__AIM OF THE EXERCISE__: What lines in the material hold the string "metal"? Copy out each of them.

◆ ◆ ◆ ◆ ◆

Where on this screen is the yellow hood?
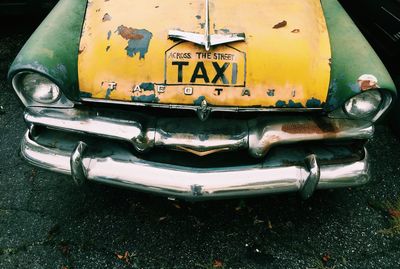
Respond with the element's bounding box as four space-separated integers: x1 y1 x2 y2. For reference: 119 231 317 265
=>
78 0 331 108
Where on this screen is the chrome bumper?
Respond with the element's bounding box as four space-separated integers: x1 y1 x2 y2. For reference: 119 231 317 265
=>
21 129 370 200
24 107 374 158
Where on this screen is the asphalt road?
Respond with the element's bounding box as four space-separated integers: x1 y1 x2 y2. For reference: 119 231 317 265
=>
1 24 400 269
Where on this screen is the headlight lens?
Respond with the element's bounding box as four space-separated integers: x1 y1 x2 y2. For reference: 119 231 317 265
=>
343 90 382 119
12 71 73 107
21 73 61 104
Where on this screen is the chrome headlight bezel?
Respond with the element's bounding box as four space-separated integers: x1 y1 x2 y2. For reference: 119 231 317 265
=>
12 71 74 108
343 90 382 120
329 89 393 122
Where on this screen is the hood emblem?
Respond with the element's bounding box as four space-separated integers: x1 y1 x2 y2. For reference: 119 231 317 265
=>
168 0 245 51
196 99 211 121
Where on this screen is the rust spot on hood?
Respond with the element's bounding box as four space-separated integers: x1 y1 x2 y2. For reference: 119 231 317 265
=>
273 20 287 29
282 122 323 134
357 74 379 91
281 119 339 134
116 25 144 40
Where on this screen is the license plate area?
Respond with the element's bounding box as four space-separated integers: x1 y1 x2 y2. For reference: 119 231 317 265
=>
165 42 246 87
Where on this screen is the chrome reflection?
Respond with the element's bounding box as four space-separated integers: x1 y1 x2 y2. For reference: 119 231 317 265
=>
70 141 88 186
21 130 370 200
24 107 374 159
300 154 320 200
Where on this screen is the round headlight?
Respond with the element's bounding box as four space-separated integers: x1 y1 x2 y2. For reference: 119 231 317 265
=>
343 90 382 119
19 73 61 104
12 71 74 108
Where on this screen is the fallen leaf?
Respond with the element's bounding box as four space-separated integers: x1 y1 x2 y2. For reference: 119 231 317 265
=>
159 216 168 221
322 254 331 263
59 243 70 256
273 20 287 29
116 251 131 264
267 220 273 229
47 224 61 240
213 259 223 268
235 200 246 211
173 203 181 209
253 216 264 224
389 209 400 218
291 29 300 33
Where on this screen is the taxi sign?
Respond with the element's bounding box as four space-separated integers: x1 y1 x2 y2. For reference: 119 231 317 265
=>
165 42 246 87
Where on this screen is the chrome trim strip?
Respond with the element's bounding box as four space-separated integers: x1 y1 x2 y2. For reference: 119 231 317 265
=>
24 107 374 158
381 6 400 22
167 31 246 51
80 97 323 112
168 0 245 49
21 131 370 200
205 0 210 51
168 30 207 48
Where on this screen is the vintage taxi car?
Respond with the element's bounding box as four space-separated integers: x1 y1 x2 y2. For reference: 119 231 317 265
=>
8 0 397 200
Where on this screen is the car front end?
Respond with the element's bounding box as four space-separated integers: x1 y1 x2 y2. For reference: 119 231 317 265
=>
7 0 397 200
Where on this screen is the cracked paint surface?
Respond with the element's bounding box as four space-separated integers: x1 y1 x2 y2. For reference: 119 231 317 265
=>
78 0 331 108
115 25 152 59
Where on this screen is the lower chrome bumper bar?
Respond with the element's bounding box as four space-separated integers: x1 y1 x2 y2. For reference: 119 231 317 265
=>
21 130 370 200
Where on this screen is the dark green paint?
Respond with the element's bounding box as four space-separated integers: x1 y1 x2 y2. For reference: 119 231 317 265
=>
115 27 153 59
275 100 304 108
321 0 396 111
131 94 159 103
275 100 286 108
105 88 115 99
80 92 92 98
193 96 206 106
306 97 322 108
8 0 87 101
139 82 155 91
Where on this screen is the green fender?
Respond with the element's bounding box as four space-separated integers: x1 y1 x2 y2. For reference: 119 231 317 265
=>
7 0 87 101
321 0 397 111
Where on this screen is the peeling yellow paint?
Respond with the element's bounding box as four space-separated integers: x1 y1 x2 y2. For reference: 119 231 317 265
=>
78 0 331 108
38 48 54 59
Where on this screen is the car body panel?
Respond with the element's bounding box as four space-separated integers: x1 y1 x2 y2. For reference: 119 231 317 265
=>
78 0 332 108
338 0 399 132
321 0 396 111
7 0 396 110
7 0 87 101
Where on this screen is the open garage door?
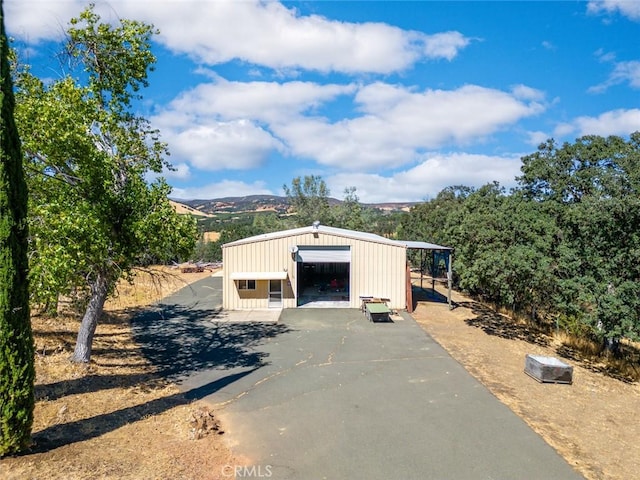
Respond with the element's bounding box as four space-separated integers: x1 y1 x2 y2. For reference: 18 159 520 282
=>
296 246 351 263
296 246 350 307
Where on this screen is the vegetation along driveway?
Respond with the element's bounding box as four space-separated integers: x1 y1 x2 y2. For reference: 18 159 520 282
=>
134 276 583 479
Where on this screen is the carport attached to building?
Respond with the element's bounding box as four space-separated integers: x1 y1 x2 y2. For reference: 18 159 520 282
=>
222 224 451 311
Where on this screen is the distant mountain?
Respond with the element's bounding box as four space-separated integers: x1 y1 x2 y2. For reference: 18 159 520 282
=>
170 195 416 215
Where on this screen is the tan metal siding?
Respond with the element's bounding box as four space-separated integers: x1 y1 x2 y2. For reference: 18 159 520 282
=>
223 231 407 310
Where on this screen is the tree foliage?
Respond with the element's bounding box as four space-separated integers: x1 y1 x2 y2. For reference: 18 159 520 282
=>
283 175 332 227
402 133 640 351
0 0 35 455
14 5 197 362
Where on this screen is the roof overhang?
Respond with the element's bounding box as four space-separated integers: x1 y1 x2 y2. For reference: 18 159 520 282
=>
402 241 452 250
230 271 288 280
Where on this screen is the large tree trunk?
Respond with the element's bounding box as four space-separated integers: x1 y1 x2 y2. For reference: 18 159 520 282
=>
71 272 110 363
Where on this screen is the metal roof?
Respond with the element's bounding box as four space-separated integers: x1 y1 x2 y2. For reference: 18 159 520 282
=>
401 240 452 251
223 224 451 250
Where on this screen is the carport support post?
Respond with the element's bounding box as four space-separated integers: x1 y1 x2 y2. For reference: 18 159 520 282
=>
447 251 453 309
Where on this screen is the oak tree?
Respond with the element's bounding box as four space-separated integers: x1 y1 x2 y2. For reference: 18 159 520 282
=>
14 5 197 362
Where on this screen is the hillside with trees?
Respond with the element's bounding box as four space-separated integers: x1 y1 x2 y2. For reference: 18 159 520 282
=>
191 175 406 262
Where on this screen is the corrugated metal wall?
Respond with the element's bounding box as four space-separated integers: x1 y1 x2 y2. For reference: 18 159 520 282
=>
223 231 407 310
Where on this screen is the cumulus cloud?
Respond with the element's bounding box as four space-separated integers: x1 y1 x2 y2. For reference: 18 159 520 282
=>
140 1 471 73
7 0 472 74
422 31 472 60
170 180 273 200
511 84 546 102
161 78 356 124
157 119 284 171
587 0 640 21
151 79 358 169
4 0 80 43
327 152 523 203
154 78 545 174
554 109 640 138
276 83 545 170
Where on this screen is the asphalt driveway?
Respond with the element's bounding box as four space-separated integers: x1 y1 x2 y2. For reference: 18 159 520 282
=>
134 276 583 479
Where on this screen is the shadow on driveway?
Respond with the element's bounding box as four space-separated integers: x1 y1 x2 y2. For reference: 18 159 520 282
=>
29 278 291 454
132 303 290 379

◆ ◆ ◆ ◆ ◆

__SOLUTION TO THIS PROBLEM__:
Where on this screen is the tan metal siding?
Where on this screen is the metal roof?
Where on this screen is the corrugated metal wall?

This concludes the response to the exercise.